Exercise directions >> In the news brief below, which college did Suman Aziz Laskar tell classmates he had transferred from?

Selected passage >>
NORTH EAST Briefs

Youth held for using fake documents to attend medical class Guwahati, February 7 (IANS): Police in Assam's Cachar district have arrested a youth for using fake documents to attend classes at the Silchar Medical College and for claiming that he has links with Bangladesh-based jihadi outfits. Police are on the lookout for three other accomplices of the man, identified as Suman Aziz Laskar. "We arrested Suman Aziz Laskar after receiving intimation from the principal on Saturday. The youth was attending classes for the fourth semester of the MBBS course for the last few days. However, he had no documents to prove his admission," said Cachar Superintendent of Police Rajveer Singh. During interrogation, he said he was involved with a Bangladesh-based terror group and that he hails from Bangladesh. "However, we checked his credentials and found that he hails from a village near Silchar in Assam's Barak Valley," the police officer said. Police were taking the matter very seriously, particularly after his revelations of a nexus with Bangladesh-based terror groups, he said. College authorities said some students doubted his credentials after he started attending classes. Laskar told his classmates that he got a transfer to Silchar Medical college from Tezpur Medical College. "We have contacted his parents. However, he is changing his statement every now and then," the police superintendent said.

Supplied data >>
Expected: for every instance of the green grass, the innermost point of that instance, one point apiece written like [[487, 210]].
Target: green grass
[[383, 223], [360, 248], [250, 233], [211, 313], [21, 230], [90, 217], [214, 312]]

Response >> Tezpur Medical College